SHORT PROBLEM
Nothing may be dropped or altered: reproduce all the data.

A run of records

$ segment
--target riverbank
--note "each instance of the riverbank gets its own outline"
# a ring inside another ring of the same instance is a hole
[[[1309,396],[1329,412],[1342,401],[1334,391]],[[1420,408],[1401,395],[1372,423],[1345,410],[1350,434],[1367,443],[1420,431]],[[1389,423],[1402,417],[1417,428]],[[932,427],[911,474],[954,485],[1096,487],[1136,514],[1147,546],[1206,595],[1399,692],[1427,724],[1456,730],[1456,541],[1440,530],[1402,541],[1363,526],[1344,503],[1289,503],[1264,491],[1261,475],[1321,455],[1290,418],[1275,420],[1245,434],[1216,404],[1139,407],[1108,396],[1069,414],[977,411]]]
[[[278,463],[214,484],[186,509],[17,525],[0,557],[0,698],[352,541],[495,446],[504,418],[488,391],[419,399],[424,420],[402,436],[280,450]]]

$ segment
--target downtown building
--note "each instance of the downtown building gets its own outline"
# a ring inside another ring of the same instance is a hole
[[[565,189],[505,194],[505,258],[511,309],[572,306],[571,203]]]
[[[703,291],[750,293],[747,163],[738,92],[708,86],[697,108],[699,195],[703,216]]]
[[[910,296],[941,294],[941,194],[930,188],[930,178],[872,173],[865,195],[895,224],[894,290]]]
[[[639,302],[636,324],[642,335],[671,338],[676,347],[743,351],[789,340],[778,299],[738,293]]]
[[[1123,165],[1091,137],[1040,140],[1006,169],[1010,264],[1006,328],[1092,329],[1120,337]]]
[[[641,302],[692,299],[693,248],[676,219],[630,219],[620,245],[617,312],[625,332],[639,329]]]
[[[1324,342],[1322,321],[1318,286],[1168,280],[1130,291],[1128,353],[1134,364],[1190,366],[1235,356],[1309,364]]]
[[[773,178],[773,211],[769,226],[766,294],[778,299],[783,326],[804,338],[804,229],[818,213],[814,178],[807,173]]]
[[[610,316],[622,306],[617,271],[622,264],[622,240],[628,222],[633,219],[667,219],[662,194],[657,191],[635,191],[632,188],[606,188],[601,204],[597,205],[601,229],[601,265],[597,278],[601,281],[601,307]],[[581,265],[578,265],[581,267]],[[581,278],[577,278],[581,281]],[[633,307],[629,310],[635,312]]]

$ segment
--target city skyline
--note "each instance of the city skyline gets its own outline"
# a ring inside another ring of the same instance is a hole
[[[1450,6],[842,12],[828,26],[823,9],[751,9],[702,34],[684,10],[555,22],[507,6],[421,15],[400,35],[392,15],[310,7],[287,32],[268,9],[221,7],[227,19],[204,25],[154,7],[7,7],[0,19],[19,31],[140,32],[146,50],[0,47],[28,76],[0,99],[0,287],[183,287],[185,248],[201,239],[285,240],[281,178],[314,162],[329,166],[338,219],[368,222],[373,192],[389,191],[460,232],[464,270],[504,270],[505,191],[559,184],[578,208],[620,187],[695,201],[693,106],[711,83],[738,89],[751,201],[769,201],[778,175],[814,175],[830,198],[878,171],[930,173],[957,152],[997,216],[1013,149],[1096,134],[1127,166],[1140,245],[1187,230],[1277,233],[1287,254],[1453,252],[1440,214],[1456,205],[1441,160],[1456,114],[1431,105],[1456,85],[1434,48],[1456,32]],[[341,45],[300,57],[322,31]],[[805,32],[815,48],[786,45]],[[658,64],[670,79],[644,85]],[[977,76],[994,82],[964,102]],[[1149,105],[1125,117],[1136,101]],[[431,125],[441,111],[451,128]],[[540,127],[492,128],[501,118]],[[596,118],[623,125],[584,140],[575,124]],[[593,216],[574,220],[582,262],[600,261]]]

RIGHT ANSWER
$ segment
--target riverbank
--note "each instance of the riverbank gets its own outline"
# a ring inside another ring of the same instance is a hole
[[[1309,396],[1329,412],[1342,401],[1334,391]],[[1420,408],[1401,395],[1372,423],[1345,410],[1350,434],[1367,443],[1420,431]],[[1389,423],[1402,417],[1417,428]],[[932,427],[911,474],[954,485],[1096,487],[1136,514],[1147,546],[1206,595],[1399,692],[1427,724],[1456,730],[1456,541],[1440,530],[1402,541],[1363,526],[1344,503],[1289,503],[1264,491],[1261,475],[1321,455],[1290,418],[1275,420],[1245,434],[1216,404],[1139,407],[1108,396],[1069,414],[977,411]]]
[[[278,463],[214,484],[186,509],[17,525],[0,557],[0,698],[352,541],[495,446],[504,418],[488,391],[419,399],[424,420],[402,436],[280,450]]]

$ segment
--target downtown building
--note "each instance of the downtown building gets its own outline"
# a ring inside another ring of the same instance is a hole
[[[565,189],[505,194],[505,258],[511,309],[572,306],[571,203]]]
[[[703,291],[750,293],[747,163],[738,92],[708,86],[697,108],[699,195],[703,216]]]
[[[910,296],[941,294],[941,194],[930,188],[930,178],[872,173],[865,195],[895,224],[894,290]]]
[[[639,302],[636,324],[642,335],[671,338],[676,347],[743,351],[789,340],[778,299],[738,293]]]
[[[1123,165],[1091,137],[1040,140],[1006,169],[1010,264],[1006,328],[1092,329],[1120,337]]]
[[[641,302],[692,299],[693,248],[676,219],[630,219],[620,245],[617,312],[625,332],[639,329]]]
[[[1324,342],[1322,321],[1318,286],[1168,280],[1130,291],[1128,353],[1134,364],[1190,366],[1235,356],[1309,364]]]
[[[773,178],[773,211],[769,226],[766,294],[778,299],[783,326],[804,338],[804,229],[818,213],[814,178],[807,173]]]
[[[610,316],[622,306],[617,271],[622,264],[622,240],[628,222],[633,219],[667,219],[662,194],[657,191],[635,191],[632,188],[606,188],[601,204],[597,205],[601,229],[601,265],[597,278],[601,281],[601,307]],[[581,265],[578,265],[581,267]],[[581,278],[577,278],[581,281]],[[633,307],[629,310],[635,312]]]

$ segment
--target city skyline
--note "each instance of the city skyline gets its own outline"
# a ring inside another ring of the same instance is a hole
[[[1450,6],[842,12],[828,26],[823,9],[751,9],[702,34],[684,10],[555,22],[507,6],[421,15],[400,35],[392,15],[310,7],[287,32],[268,9],[221,7],[227,19],[204,25],[154,7],[7,7],[0,19],[19,31],[140,32],[146,50],[0,47],[28,76],[0,99],[0,287],[183,287],[185,248],[201,239],[285,240],[281,178],[314,162],[329,166],[338,219],[368,222],[373,192],[389,191],[460,232],[464,270],[504,270],[505,191],[559,184],[578,208],[620,187],[695,201],[693,106],[711,83],[738,89],[751,201],[769,201],[778,175],[814,175],[830,198],[878,171],[930,173],[957,152],[997,216],[1013,149],[1096,134],[1127,166],[1140,245],[1187,230],[1277,233],[1287,254],[1453,252],[1440,214],[1456,205],[1441,160],[1456,114],[1431,105],[1456,85],[1434,48],[1456,32]],[[341,45],[300,57],[322,31]],[[805,32],[815,48],[786,45]],[[658,64],[670,79],[644,85]],[[977,76],[994,82],[964,102]],[[1149,105],[1125,117],[1136,101]],[[431,125],[441,111],[451,128]],[[540,127],[492,128],[501,118]],[[596,118],[623,125],[584,140],[575,124]],[[593,216],[574,220],[582,262],[600,261]]]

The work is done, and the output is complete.